**Excerpt to read**
========
Wintergirls, by Laurie Halse Anderson


Lia and Cassie were friends from the time they were in second grade through their junior year in high school. In fifth grade, they made a pact with one another to become the skinniest girls around–Cassie through purging and Lia through strenuous exercise and eating very little. Now Cassie is dead, alone in a motel room after having called Lia thirty-three times in the course of an evening. Lia is left alive to struggle with her guilt over not answering Cassie’s phone calls and her own anorexia, or rather her parents’ attitude toward it. She doesn’t see what’s wrong about what she’s doing; she only sees the flab and fat boiling under her skin.

Her parents are divorced, her mother a coldly work-obsessed cardiologist with little time for the child who was the result of an unplanned pregnancy, and her father a clueless college professor incapable of maintaining a stable marriage of his own, much less deal with a mentally disturbed daughter. Stepmother Jennifer has been saddled with making sure Lia eats and with tracking her weight. (Here, Lia runs through all the tricks to conceal her continued weight loss–sewing quarters in her bathrobe hem, drinking her fill of water just before the weigh-ins and so on.) She continues to lose weight.Only her beloved though somewhat pesky stepsister, Emma, provides a spark of light in Lia’s life and even then, there’s a shadow of doubt about whether this is true love or an excuse to walk the razor’s edge of cooking and baking…for others.

Lia has been hospitalized multiple times for treatment of the side-effects of her anorexia, and stayed twice in a residential clinic, as had Cassie. Unfortunately, none of the treatments touched the underlying causes for either girl, and now Cassie is beyond such things. Or is she? Lia is haunted by her friend, quite literally: on one occasion, Cassie gets out of her own coffin at the viewing and runs off, on several subsequent days when Lia is feeling stressed, Cassie strolls casually out of Lia’s closet complaining of the stench of gym shoes, and when Lia’s family is being stringent about Lia’s eating habits, Cassie comes to show her where the laxatives are in the drug store as hallucinatory snow drifts down around them.

Not even coming to know the young man who was the last to see Cassie alive, Elijah, can help Lia.

In the end, as Lia is lying at death’s door in a cold deserted motel, she has a final confrontation with Cassie, who wants her friend to join her in death. The two reconcile in this in-between encounter, realizing that Cassie must take with her only the good things of her life, as relinquishing the hatred and resentment undoes her ties to the living and the world they inhabit. Or perhaps this reconciliation simply allows Lia to assuage her own guilt about not being there for her friend–we’ll never know–but in any case, Lia gathers the strength to stagger to the motel office, where there are quarters and a functioning pay phone with which she can call home.

This was a hard book to read, even as an adult with a reasonably sound body image. The amount of detail Anderson includes about the mental workings of a dedicated anorexic is excruciating.
========
**Work request 1**
List every character from the book who is mentioned by name in the review of Wintergirls.
**Work request 2**
Change "young man" to "stranger" in the review of Wintergirls, and write out everything from "Not even coming" down to "can call home." with that change made.
The entries that come after the review of Wintergirls are drawn from a separate source.
========
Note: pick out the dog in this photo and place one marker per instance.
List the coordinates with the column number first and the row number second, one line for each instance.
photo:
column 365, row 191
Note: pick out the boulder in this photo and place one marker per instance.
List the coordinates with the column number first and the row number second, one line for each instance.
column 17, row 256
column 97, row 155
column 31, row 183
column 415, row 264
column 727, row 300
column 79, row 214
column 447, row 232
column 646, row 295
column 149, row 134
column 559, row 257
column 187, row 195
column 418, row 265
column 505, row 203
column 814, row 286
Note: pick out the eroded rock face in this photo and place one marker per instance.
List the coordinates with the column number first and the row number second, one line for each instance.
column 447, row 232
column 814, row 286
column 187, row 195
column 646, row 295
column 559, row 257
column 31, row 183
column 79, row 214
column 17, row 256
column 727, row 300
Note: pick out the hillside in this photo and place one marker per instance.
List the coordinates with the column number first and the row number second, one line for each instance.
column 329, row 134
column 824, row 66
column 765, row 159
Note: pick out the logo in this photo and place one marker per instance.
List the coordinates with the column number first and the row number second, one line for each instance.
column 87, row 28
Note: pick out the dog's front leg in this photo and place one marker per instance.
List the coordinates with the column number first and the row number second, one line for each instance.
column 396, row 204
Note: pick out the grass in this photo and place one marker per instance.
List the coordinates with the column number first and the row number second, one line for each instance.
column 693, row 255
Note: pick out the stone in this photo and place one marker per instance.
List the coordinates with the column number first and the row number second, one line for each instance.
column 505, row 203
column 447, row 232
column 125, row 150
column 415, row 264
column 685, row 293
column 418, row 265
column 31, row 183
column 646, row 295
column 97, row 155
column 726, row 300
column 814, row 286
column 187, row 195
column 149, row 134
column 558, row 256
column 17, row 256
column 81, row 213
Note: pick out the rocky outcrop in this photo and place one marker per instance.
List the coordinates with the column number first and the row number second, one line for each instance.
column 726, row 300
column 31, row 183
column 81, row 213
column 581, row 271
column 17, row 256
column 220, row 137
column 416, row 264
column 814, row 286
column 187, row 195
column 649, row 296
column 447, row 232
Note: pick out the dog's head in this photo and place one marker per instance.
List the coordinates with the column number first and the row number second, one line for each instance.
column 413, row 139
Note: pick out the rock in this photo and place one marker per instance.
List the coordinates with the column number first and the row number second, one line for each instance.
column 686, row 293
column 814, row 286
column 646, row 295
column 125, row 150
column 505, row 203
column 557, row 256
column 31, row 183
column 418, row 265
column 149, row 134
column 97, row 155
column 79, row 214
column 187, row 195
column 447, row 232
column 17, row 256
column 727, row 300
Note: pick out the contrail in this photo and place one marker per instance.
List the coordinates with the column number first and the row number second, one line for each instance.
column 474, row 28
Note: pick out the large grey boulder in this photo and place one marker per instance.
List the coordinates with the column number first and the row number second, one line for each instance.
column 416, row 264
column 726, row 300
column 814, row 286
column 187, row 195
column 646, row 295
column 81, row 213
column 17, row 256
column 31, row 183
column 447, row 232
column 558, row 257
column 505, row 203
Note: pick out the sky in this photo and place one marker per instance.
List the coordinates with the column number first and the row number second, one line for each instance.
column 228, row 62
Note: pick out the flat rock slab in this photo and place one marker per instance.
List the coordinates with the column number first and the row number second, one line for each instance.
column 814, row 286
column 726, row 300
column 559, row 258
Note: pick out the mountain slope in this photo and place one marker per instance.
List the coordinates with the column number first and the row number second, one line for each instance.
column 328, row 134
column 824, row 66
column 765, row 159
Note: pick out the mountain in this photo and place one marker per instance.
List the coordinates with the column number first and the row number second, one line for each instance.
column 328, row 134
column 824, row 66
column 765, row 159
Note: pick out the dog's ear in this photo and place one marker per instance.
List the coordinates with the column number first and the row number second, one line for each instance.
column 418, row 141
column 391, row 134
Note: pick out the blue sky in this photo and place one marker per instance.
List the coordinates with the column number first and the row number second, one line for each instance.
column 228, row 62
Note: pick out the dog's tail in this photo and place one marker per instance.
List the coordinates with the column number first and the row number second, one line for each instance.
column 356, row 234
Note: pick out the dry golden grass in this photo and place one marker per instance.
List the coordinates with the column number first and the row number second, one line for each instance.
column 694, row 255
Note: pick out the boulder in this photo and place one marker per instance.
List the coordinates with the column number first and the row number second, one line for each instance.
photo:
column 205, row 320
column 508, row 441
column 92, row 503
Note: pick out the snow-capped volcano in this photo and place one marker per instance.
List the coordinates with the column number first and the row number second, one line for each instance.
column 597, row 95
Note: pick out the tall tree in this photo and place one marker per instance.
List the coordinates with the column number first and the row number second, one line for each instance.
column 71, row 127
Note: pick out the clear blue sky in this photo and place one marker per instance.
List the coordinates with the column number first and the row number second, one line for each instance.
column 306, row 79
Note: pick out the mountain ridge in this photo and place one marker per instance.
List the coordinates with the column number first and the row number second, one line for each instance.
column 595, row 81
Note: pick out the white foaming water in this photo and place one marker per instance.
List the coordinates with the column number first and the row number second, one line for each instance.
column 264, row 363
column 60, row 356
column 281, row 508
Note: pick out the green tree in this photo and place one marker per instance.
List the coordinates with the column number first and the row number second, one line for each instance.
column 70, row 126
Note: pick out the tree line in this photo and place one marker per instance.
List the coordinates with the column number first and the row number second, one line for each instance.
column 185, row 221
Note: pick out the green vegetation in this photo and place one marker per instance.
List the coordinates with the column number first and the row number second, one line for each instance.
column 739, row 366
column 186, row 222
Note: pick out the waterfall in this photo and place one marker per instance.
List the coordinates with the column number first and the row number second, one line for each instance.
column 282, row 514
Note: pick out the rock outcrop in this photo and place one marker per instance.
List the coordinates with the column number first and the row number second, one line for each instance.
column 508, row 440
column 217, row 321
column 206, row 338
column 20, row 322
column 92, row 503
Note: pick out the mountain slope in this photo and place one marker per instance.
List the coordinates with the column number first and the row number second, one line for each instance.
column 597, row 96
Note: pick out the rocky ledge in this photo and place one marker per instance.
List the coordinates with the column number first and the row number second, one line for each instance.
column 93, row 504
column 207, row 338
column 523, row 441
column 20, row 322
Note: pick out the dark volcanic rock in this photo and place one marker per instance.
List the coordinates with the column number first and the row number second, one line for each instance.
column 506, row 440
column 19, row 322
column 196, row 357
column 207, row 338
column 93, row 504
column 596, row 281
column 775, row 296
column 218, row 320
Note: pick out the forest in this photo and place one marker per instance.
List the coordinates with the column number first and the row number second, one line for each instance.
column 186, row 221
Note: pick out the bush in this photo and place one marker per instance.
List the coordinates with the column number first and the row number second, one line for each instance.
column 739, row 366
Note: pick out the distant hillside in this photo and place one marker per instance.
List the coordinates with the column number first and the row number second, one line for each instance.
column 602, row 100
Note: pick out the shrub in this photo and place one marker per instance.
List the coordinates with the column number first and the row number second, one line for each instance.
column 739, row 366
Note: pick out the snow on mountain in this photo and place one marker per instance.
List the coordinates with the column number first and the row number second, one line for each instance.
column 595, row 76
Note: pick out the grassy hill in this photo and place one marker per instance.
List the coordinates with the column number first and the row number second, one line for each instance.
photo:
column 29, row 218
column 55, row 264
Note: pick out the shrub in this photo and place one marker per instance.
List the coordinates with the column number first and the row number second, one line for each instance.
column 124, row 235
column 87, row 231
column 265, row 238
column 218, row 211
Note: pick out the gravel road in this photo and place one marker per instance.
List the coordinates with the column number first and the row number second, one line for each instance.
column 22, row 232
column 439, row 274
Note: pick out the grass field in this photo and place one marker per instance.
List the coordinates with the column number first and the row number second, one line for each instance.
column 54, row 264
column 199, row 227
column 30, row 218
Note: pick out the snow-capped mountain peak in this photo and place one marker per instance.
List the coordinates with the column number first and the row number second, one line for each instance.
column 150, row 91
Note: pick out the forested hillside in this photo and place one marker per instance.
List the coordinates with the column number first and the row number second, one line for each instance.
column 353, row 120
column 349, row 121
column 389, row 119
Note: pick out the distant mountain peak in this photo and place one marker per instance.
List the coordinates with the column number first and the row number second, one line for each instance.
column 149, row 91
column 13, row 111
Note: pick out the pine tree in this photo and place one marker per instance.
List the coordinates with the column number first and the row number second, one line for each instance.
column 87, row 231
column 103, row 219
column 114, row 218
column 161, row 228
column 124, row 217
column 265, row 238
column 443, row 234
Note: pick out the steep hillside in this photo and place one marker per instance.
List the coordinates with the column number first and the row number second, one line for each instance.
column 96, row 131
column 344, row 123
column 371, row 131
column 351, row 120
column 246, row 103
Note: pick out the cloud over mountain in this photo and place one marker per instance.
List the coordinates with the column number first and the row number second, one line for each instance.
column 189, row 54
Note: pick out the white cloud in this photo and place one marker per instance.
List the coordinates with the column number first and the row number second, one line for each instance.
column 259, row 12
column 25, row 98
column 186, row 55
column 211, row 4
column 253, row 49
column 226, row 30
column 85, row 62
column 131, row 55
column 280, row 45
========
**Task response 1**
Lia, Cassie, Jennifer, Emma, Elijah

**Task response 2**
Not even coming to know the stranger who was the last to see Cassie alive, Elijah, can help Lia.

In the end, as Lia is lying at death’s door in a cold deserted motel, she has a final confrontation with Cassie, who wants her friend to join her in death. The two reconcile in this in-between encounter, realizing that Cassie must take with her only the good things of her life, as relinquishing the hatred and resentment undoes her ties to the living and the world they inhabit. Or perhaps this reconciliation simply allows Lia to assuage her own guilt about not being there for her friend–we’ll never know–but in any case, Lia gathers the strength to stagger to the motel office, where there are quarters and a functioning pay phone with which she can call home.